* START *

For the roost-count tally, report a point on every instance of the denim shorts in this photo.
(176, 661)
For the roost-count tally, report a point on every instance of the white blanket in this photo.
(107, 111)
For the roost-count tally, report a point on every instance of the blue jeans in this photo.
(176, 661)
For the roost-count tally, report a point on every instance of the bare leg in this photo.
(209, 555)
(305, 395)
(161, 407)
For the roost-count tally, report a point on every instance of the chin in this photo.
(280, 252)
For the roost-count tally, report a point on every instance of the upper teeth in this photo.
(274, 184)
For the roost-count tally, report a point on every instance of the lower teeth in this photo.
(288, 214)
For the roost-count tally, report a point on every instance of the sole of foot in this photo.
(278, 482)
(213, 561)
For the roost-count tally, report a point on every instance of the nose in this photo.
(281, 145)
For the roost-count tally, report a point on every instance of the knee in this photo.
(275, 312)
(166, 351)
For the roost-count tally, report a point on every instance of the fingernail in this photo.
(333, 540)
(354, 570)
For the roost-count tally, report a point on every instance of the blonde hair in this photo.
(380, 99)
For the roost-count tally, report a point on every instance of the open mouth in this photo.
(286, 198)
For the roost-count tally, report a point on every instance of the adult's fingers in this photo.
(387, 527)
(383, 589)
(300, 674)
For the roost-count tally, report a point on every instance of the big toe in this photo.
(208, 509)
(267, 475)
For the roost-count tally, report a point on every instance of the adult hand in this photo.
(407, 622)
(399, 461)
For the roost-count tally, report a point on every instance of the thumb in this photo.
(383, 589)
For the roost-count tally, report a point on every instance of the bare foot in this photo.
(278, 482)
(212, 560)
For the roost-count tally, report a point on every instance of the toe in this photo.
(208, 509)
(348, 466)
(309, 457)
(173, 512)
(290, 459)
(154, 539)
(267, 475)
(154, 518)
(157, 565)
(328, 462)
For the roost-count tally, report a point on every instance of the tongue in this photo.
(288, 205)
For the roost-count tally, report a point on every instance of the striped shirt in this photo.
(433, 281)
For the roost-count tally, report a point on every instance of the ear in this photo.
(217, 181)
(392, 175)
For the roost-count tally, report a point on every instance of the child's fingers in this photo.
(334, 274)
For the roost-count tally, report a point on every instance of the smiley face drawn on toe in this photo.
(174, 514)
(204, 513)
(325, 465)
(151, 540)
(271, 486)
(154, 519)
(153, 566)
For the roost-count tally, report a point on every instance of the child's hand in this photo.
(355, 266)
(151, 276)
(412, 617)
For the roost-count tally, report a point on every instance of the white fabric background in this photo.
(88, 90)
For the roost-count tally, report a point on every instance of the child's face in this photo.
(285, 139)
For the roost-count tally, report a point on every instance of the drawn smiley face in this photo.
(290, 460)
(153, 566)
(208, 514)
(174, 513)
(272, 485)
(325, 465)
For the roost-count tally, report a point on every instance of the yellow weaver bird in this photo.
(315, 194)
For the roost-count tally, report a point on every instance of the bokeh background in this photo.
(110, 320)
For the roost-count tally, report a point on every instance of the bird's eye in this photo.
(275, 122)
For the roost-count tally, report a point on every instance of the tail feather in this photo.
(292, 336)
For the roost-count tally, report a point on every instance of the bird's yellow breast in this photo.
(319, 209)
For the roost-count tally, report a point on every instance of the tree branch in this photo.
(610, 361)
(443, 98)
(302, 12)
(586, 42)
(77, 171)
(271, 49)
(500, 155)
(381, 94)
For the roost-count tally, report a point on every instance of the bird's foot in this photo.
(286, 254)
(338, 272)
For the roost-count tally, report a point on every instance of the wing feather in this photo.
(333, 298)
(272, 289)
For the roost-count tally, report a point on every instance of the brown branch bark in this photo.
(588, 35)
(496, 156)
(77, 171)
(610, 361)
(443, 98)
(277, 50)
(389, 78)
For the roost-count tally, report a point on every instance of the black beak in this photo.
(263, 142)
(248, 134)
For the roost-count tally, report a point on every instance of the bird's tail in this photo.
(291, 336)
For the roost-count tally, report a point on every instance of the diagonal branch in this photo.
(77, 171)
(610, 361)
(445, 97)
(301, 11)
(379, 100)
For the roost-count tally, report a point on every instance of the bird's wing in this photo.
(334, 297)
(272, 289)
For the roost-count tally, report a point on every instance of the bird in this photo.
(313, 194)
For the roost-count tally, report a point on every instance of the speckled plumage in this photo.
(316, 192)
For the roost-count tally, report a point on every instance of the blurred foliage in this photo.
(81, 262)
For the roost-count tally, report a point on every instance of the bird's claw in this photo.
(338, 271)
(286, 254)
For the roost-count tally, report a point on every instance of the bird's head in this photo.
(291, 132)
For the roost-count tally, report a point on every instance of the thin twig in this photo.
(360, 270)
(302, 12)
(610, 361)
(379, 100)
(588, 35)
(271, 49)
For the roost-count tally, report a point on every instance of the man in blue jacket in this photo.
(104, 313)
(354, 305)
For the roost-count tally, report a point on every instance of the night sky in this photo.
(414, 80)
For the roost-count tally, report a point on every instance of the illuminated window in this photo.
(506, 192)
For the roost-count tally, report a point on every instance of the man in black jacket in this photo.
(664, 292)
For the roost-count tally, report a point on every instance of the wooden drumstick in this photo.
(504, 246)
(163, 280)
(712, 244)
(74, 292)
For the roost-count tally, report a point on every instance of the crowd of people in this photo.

* END *

• TASK DETAILS:
Give every line of the records as a JSON list of strings, one string per line, leaving out blank lines.

• COMPLETE RESPONSE:
[
  "For the roost-count tally, report a point on every instance of the denim shorts in this photo.",
  "(176, 661)",
  "For the roost-count tally, report a point on every instance of the white blanket in this photo.",
  "(107, 111)",
  "For the roost-count tally, report a point on every instance of the blue jeans in this photo.",
  "(176, 661)",
  "For the roost-count tally, report a point on every instance of the bare leg in this photo.",
  "(209, 555)",
  "(305, 395)",
  "(161, 407)",
  "For the roost-count tally, report a point on every instance of the chin in this photo.",
  "(280, 252)",
  "For the roost-count tally, report a point on every instance of the upper teeth in this photo.",
  "(274, 184)",
  "For the roost-count tally, report a point on every instance of the lower teeth in this photo.",
  "(288, 214)",
  "For the roost-count tally, report a point on every instance of the sole of foot in this photo.",
  "(278, 482)",
  "(213, 561)",
  "For the roost-count tally, report a point on every instance of the nose in this photo.",
  "(281, 145)",
  "For the roost-count tally, report a point on every instance of the knee in this photo.",
  "(275, 312)",
  "(166, 351)",
  "For the roost-count tally, report a point on every instance of the fingernail in this photo.",
  "(333, 540)",
  "(354, 570)",
  "For the roost-count tally, report a point on every instance of the blonde hair in this photo.",
  "(380, 99)",
  "For the roost-count tally, report a point on every instance of the open mouth in this photo.",
  "(286, 198)",
  "For the roost-count tally, report a point on every instance of the adult's fingers in this photo.",
  "(387, 527)",
  "(383, 589)",
  "(300, 674)",
  "For the roost-count tally, report a point on every instance of the big toe in this photo.",
  "(208, 509)",
  "(267, 475)",
  "For the roost-count tally, report a point on every instance of the adult hand in this photo.",
  "(407, 622)",
  "(399, 461)",
  "For the roost-count tally, report a point on every instance of the thumb in this photo.",
  "(383, 589)",
  "For the roost-count tally, report a point on every instance of the bare foot in this photo.",
  "(278, 482)",
  "(212, 560)",
  "For the roost-count tally, report a point on every instance of the toe in this photo.",
  "(208, 509)",
  "(348, 466)",
  "(309, 457)",
  "(173, 512)",
  "(290, 459)",
  "(154, 539)",
  "(267, 475)",
  "(154, 518)",
  "(157, 565)",
  "(328, 462)",
  "For the roost-count tally, report a point on every instance of the tongue in this photo.",
  "(288, 205)",
  "For the roost-count tally, report a point on every instance of the striped shirt in this photo.",
  "(433, 281)",
  "For the roost-count tally, report a point on every instance of the ear in this photo.",
  "(217, 181)",
  "(392, 175)",
  "For the roost-count tally, report a point on every instance of the child's fingers in this photo.",
  "(334, 274)",
  "For the roost-count tally, report a point on every instance of the smiley face drawn on toe in this photo.",
  "(174, 514)",
  "(204, 513)",
  "(325, 465)",
  "(151, 540)",
  "(271, 486)",
  "(154, 519)",
  "(153, 566)",
  "For the roost-count tally, report a point on every instance of the child's hand in this photo.",
  "(355, 266)",
  "(151, 276)",
  "(412, 617)",
  "For the roost-count tally, report a point on every instance of the white fabric background in this photo.",
  "(88, 90)",
  "For the roost-count tally, report a point on every instance of the child's face in this photo.",
  "(285, 139)",
  "For the roost-count tally, report a point on every instance of the drawn smiley face in this photo.",
  "(290, 460)",
  "(153, 566)",
  "(208, 514)",
  "(174, 513)",
  "(272, 485)",
  "(325, 465)",
  "For the roost-count tally, report a point on every instance of the yellow weaver bird in this photo.",
  "(315, 194)",
  "For the roost-count tally, report a point on every instance of the bokeh background in this photo.",
  "(110, 320)",
  "For the roost-count tally, report a point on every instance of the bird's eye in this photo.",
  "(275, 122)",
  "For the roost-count tally, report a point on every instance of the tail feather in this photo.",
  "(292, 336)",
  "For the roost-count tally, report a point on every instance of the bird's yellow breast in this photo.",
  "(319, 209)",
  "For the roost-count tally, report a point on every instance of the tree branch in this photo.",
  "(610, 361)",
  "(443, 98)",
  "(302, 12)",
  "(586, 42)",
  "(77, 171)",
  "(271, 49)",
  "(500, 155)",
  "(381, 94)",
  "For the roost-count tally, report a point on every instance of the bird's foot in this photo.",
  "(286, 254)",
  "(338, 272)",
  "For the roost-count tally, report a point on every instance of the wing feather in this photo.",
  "(333, 298)",
  "(272, 289)",
  "For the roost-count tally, report a point on every instance of the brown branch bark in this photo.",
  "(588, 35)",
  "(496, 156)",
  "(77, 171)",
  "(610, 361)",
  "(443, 98)",
  "(277, 50)",
  "(389, 78)",
  "For the roost-count tally, report a point on every instance of the black beak in this photo.",
  "(263, 142)",
  "(248, 134)",
  "For the roost-count tally, report a point on every instance of the bird's tail in this photo.",
  "(291, 336)",
  "For the roost-count tally, report a point on every instance of the diagonal branch in this photo.",
  "(77, 171)",
  "(610, 361)",
  "(445, 97)",
  "(301, 11)",
  "(379, 100)",
  "For the roost-count tally, report a point on every instance of the bird's wing in this photo.",
  "(334, 297)",
  "(272, 289)",
  "For the roost-count tally, report a point on every instance of the bird in this photo.",
  "(313, 194)",
  "For the roost-count tally, report a point on every instance of the speckled plumage in this photo.",
  "(316, 192)",
  "For the roost-count tally, report a point on every instance of the blurred foliage in this photo.",
  "(81, 262)",
  "For the roost-count tally, report a point on every instance of the bird's claw in this photo.",
  "(338, 271)",
  "(286, 254)",
  "For the roost-count tally, report a point on every instance of the bird's head in this photo.",
  "(291, 132)",
  "For the roost-count tally, report a point on every instance of the thin twig in this photo.",
  "(360, 270)",
  "(302, 12)",
  "(610, 361)",
  "(379, 100)",
  "(588, 35)",
  "(271, 49)",
  "For the roost-count tally, report a point on every instance of the man in blue jacket in this photo.",
  "(104, 313)",
  "(354, 305)",
  "For the roost-count tally, report a point on every instance of the night sky in this photo.",
  "(414, 80)",
  "For the roost-count tally, report a point on every instance of the illuminated window in this photo.",
  "(506, 192)",
  "For the roost-count tally, report a point on every instance of the man in black jacket in this photo.",
  "(664, 292)",
  "For the roost-count tally, report a point on every instance of the wooden drumstick in this photo.",
  "(504, 246)",
  "(163, 280)",
  "(712, 244)",
  "(74, 292)",
  "For the roost-count tally, report a point on every instance of the crowd of people in this photo."
]